→ EXERCÍCIO
Dê continuidade à reportagem abaixo sobre o apoio a alunos com altas habilidades, partindo da última frase apresentada.

── TRECHO DO TEXTO ──

Apoio e orientação ao aluno com altas habilidades
Apoio e orientação a alunos com altas habilidades
Projeto de extensão Alfa Azul, desenvolvido no Cepae UFG, oferece atendimento especial e contribui para inclusão de estudantes com capacidade acima da média
Texto: Angélica Queiroz | Fotos: Deley Santos
Sandra* tem 17 anos e é estudante do 2º ano do Ensino Médio no Centro de Ensino e Pesquisa Aplicada à Educação (Cepae/ UFG). Sandra é artista e desde pequena se interessa pelas artes visuais. No Cepae teve a oportunidade de pintar em telas de verdade, com cavalete e tudo. Uma foto da pintura em parede, feita pela aluna como atividade extraclasse foi, inclusive, exposta na Bienal de Arte do Rio de Janeiro. “Fiquei radiante quando soube, foi muito gratificante”, conta emocionada.
Há um ano Sandra participa do Programa Alfa Azul, projeto de extensão desenvolvido no Cepae que oferece ambiente suportivo, carinho e atenção a alunos com alguma capacidade acima da média. Segundo o professor que coordena o projeto, Wanderley Alves dos Santos, estima-se que apenas na escola pública, existam cerca de seis milhões de talentos não identificados, em diversas áreas.
“A presença do estudante talentoso na educação básica é uma realidade. Esse aluno pode e deve desenvolver seu potencial, orientado e incentivado pelos educadores”, explica o professor. Ele lembra que o atendimento especial a esses alunos é um direito garantido por lei, mas que, infelizmente, há uma desatenção por grande parte das escolas e dos docentes. “Muitas vezes por desinformação ou falta de capacitação dos profissionais”, detalha.
Facilidade pode ser confundida com arrogância
Wanderley Alves leciona no Cepae há 18 anos. O especialista em Arteterapia percebeu que o tema altas habilidades recebia pouca atenção dos profissionais da área e, por isso, resolveu pesquisar o assunto. Em 2004, o professor desenvolveu uma pesquisa sobre a Arteterapia como ferramenta de apoio ao portador de alta habilidade no Cepae, trabalho que lhe rendeu uma bolsa internacional para estudar o tema na Universidade de Vigo, na Espanha.

───
── ENTRADAS DE DADOS ──

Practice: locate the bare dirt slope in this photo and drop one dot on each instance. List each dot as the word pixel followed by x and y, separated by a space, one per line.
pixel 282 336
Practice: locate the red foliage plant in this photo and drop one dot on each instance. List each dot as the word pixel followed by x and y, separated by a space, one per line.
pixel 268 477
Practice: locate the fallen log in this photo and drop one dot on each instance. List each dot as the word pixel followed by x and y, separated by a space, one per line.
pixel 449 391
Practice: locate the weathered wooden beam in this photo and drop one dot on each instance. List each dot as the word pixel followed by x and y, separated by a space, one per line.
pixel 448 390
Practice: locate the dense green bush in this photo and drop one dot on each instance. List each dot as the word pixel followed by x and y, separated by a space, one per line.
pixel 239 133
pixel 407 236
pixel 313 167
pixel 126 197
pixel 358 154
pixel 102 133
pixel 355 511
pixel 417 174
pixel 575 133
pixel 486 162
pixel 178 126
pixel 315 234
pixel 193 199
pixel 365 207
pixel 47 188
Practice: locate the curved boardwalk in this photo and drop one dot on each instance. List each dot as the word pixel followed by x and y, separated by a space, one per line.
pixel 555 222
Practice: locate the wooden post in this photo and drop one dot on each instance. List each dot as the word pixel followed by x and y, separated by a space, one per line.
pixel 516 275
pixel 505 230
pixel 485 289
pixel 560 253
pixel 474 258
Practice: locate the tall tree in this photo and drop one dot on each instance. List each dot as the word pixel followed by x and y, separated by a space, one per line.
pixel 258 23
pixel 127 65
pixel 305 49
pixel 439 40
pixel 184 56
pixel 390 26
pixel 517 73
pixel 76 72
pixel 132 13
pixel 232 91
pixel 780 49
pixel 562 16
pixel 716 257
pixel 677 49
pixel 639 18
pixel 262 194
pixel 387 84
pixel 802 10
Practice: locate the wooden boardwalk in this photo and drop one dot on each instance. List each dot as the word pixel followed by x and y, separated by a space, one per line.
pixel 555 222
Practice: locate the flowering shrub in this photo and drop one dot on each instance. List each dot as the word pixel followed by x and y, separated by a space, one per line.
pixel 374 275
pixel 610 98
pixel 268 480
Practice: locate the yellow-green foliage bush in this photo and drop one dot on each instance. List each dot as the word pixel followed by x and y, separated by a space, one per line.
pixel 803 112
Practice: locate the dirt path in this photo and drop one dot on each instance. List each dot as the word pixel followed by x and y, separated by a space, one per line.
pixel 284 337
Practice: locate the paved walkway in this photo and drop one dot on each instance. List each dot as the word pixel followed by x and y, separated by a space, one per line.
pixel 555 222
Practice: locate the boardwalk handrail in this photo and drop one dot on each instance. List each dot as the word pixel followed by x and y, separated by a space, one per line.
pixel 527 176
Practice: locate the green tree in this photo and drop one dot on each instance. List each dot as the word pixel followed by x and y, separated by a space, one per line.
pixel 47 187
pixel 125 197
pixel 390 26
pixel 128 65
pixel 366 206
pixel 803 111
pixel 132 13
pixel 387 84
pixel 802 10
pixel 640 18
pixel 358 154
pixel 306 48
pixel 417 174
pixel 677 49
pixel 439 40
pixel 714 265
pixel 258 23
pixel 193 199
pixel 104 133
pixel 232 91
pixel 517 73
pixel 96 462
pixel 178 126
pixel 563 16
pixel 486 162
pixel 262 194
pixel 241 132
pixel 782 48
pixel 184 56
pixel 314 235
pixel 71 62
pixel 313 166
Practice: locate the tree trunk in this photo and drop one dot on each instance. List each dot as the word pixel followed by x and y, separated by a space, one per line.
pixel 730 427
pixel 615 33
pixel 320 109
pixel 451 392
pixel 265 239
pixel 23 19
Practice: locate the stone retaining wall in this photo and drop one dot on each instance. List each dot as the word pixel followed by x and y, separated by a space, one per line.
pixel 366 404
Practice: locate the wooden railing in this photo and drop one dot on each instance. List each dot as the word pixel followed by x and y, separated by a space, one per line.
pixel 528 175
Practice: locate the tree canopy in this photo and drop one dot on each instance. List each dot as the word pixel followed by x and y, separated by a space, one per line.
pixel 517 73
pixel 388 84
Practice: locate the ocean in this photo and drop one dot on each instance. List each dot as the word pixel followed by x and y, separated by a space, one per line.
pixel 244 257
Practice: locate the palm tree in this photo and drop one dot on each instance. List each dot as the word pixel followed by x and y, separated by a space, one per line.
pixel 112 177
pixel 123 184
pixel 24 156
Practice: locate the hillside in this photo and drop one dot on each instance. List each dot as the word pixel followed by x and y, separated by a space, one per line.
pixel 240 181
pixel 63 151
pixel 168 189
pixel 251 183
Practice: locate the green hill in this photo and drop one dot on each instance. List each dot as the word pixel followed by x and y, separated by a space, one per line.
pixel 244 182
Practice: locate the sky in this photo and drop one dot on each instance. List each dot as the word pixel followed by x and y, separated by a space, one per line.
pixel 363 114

───
── ENTRADAS DE DADOS ──

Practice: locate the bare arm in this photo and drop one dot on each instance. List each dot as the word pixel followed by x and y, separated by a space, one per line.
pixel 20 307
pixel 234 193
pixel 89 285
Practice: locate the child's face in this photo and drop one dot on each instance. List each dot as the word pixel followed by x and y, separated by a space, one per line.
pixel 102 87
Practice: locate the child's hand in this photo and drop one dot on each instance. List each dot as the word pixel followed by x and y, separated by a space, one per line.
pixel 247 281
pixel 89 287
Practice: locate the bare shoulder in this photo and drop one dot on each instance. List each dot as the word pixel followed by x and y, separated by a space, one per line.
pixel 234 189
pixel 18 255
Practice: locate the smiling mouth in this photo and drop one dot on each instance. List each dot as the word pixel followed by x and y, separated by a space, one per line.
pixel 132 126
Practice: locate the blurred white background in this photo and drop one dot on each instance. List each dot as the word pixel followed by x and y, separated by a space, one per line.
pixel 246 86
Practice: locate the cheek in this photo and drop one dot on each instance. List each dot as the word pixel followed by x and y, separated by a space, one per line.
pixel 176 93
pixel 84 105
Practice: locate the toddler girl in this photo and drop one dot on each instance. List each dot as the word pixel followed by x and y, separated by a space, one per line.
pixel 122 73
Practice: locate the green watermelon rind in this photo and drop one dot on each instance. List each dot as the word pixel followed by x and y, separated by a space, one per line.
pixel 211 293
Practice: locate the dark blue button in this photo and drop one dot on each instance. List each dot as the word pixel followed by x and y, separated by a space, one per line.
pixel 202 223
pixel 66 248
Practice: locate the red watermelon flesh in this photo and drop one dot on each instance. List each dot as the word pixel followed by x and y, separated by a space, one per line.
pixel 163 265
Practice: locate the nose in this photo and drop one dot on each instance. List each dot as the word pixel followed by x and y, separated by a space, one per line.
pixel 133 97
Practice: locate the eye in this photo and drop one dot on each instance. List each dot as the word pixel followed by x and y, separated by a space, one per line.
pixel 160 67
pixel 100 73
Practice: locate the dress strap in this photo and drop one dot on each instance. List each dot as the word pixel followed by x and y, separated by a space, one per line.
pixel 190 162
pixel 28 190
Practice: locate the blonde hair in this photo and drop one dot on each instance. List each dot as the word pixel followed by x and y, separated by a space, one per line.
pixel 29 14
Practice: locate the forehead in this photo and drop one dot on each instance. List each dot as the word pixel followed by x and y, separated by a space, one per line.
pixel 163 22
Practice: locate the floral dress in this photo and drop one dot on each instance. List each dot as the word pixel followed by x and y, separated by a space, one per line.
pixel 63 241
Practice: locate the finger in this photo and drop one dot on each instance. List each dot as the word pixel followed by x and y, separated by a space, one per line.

───

→ RESPOSTA DO EXERCÍCIO
“Há uma incompreensão do objeto de estudo. Muitos acreditam que fazer essa diferenciação é uma forma de preconceito, mas não é. As pessoas são diferentes. Não podemos desperdiçar talento”, opina o especialista. Ele conta que alguns professores confundem o interesse profundo e a facilidade do aluno em determinada área com arrogância. “Acham que o estudante está querendo saber mais que ele e não o ajudam”, lamenta.
Pintura em parede é um das atividades extraclasse
Wanderley Alves, coordenador do Projeto Alfa Azul
Talento pode se tornar problema
Por pensar e sentir de forma diferente, alunos acima da média podem ter dificuldades de sociabilização, sentindo-se deslocados e incompreendidos. O coordenador do programa explica que, na maioria das vezes, por não se sentirem incluídos, estudantes talentosos acabam isolando-se e têm maior tendência a se envolver com álcool e drogas. “Se não acompanhado e incentivado, o talento pode se tornar um problema para a sociedade”, afirma o professor.
Por isso, Wanderley Alves destaca a importância desses alunos receberem educação inclusiva. “Eles precisam ser compreendidos e ter acesso a uma educação diferenciada e sistematizada para desenvolverem seu potencial. Se você reconhece que o aluno tem um talento e trabalha a autoestima dele, isso reflete também em outras áreas”, explica Wanderley Alves, que acredita que ações como as do Programa Alfa Azul previnem e redirecionam as dificuldades de forma positiva.
Embora alguns autores considerem algumas diferenças entre os termos, Wanderley Alves considera que eles são apenas uma pluralidade terminológica para dizer uma coisa só: que a pessoa tem alguma capacidade acima da média
Alunos com habilidades acima da média participam de atividades de apoio, como monitoria e oficinas especiais
Professor tem papel fundamental
Em algumas situações, a alta habilidade em determinada área, pode significar dificuldade em outras. Para Wanderley Alves, é muito importante que os docentes encarem o tema dessa forma, pois o professor tem papel fundamental no desenvolvimento desse aluno. “A alta habilidade pode estar mascarada no mau comportamento, porque há um descompasso. Por isso o professor precisa estar capacitado para identificar essa capacidade acima da média”, alerta.
Dentro do Programa Alfa Azul, os alunos identificados com alguma capacidade acima da média são observados de perto e participam de atividades de apoio, como monitoria, atividades extras e oficinas especiais organizadas para atender aos interesses específicos. “Assim otimizamos suas capacidades cognitivas diante de novas e criativas oportunidades oferecidas”, relata. Os pais também são contatados, recebendo orientação e material didático de apoio para trabalharem como aliados do professor – o projeto já possibilitou o lançamento de um livro e um vídeo didático.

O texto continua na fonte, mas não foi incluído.